WORK TASK: Take the material below and reproduce, word for word, only the lines from the line with "Mark each instance of the unopened" through the line with "Mark each instance of the small".
==== EXERCISE MATERIALS ====
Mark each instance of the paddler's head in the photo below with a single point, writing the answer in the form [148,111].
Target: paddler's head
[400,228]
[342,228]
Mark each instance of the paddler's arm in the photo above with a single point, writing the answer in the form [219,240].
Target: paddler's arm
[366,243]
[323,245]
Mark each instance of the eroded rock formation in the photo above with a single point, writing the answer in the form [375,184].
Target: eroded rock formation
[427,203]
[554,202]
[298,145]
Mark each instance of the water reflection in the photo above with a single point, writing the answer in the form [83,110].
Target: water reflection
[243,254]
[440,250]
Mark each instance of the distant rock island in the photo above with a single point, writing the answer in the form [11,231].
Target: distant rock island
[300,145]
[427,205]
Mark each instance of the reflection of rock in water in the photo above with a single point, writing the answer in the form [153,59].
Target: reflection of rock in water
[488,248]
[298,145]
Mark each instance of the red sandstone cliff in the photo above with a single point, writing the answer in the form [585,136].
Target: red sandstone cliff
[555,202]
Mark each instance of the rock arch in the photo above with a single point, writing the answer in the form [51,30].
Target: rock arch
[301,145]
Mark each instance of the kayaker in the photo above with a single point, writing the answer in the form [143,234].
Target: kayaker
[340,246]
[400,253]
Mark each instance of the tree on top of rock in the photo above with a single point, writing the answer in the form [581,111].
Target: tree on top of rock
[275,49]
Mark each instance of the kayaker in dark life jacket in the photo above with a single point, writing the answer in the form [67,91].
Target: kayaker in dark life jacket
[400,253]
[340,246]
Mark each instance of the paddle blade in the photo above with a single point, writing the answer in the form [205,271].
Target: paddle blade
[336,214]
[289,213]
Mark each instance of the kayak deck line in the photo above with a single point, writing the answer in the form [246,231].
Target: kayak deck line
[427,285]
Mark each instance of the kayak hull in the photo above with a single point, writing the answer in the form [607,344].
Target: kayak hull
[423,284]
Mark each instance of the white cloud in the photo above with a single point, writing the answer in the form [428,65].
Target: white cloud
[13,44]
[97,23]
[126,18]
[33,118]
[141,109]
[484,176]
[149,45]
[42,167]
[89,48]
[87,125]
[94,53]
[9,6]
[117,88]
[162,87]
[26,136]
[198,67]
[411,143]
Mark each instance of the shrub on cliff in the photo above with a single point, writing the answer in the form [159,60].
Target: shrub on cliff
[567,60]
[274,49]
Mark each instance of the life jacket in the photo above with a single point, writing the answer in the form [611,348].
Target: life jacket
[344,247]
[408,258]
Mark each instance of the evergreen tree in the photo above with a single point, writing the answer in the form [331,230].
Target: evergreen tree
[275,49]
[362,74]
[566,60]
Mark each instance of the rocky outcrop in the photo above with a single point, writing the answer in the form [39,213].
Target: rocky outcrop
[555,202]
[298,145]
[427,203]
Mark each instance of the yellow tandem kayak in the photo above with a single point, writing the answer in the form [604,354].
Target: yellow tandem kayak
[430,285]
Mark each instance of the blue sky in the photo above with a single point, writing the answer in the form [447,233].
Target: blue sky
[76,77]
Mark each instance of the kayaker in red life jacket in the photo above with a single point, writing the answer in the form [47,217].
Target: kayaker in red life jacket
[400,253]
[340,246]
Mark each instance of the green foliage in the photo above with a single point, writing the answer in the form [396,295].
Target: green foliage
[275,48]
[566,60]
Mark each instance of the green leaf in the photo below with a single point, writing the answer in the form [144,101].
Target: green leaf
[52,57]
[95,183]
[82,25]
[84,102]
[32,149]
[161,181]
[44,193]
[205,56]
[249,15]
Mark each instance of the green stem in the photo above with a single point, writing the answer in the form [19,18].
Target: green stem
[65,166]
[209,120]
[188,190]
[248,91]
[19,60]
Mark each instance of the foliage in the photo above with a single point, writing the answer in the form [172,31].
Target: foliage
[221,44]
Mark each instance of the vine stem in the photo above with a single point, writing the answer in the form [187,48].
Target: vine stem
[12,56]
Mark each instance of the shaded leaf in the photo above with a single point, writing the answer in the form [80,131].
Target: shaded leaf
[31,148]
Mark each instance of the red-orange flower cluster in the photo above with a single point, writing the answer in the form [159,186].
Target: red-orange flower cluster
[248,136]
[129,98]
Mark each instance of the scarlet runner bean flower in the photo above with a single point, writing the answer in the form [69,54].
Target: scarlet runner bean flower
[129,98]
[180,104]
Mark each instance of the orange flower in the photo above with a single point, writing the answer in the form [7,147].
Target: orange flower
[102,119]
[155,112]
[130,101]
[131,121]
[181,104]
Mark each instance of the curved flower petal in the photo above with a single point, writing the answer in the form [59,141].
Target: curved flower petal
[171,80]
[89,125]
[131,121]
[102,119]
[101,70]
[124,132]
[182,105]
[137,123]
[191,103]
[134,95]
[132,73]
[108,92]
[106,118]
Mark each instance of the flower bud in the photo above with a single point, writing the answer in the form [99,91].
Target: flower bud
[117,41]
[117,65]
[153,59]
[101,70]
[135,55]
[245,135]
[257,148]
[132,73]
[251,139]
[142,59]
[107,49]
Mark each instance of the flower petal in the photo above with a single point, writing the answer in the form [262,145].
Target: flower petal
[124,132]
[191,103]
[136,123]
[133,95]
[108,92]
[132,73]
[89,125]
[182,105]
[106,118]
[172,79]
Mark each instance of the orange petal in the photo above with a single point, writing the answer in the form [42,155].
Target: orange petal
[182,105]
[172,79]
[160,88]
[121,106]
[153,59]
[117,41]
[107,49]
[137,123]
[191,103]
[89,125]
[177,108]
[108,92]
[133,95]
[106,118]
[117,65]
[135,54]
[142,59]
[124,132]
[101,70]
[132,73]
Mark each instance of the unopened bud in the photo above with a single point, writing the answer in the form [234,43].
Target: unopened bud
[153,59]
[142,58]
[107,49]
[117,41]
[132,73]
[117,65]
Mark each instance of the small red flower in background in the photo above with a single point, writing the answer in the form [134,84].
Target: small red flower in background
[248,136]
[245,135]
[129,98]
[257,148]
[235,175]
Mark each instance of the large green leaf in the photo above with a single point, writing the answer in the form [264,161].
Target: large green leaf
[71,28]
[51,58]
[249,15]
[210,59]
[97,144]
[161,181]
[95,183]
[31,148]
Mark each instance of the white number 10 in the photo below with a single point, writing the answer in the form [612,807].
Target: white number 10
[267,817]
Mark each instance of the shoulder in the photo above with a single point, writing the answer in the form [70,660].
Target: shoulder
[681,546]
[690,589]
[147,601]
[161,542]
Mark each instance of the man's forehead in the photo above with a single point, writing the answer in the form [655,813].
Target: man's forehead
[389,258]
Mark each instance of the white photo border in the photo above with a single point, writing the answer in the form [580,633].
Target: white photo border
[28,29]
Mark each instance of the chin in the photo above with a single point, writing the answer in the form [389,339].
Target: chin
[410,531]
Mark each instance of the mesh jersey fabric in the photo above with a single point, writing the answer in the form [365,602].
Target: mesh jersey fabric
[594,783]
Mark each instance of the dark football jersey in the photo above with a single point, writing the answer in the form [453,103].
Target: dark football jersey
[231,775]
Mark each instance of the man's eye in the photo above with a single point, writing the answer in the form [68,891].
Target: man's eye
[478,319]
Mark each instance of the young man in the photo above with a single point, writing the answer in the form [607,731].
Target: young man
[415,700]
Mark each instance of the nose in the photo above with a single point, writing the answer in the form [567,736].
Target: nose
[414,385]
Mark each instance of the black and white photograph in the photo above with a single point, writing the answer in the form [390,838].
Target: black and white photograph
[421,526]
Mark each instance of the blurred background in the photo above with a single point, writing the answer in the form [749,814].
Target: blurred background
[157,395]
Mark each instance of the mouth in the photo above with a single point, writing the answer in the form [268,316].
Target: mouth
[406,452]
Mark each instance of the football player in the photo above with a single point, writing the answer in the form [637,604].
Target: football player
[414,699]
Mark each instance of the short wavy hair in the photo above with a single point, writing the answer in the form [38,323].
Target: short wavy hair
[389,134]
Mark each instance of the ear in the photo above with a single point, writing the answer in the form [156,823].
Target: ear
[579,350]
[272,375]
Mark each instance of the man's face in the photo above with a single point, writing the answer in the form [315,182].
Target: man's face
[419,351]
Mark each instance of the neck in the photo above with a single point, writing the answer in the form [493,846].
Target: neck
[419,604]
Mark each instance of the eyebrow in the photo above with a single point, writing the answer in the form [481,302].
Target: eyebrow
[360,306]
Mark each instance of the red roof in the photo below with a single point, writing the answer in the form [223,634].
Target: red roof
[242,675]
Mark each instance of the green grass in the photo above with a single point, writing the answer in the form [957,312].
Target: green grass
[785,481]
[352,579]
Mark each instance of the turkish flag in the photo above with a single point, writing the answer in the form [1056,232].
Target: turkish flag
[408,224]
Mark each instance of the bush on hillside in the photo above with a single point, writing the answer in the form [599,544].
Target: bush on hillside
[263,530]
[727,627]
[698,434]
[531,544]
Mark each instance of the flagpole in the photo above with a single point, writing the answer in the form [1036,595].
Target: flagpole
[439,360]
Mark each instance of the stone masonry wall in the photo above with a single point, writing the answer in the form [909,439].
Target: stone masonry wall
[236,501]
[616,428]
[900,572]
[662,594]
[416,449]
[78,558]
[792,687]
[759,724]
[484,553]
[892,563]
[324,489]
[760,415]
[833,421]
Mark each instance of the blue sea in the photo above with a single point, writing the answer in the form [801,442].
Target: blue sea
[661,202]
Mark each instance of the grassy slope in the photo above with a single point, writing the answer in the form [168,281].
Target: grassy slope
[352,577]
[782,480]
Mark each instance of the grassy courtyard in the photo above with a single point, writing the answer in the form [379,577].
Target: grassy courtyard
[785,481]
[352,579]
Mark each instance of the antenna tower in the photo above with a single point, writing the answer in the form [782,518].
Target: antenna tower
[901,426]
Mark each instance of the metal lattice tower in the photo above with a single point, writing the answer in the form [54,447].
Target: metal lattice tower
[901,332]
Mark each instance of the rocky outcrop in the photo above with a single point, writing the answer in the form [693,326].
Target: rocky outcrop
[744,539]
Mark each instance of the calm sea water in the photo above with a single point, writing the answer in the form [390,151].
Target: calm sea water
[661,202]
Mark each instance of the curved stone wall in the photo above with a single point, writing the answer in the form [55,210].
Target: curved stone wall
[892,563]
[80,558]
====
YOUR SOLUTION:
Mark each instance of the unopened bud in the photo above with a single point, writing the answer in the form [234,43].
Target: unopened bud
[153,59]
[142,58]
[107,49]
[117,41]
[132,73]
[117,65]
Mark each instance of the small red flower in background in the photo above with a single point, writing the answer in the form [134,84].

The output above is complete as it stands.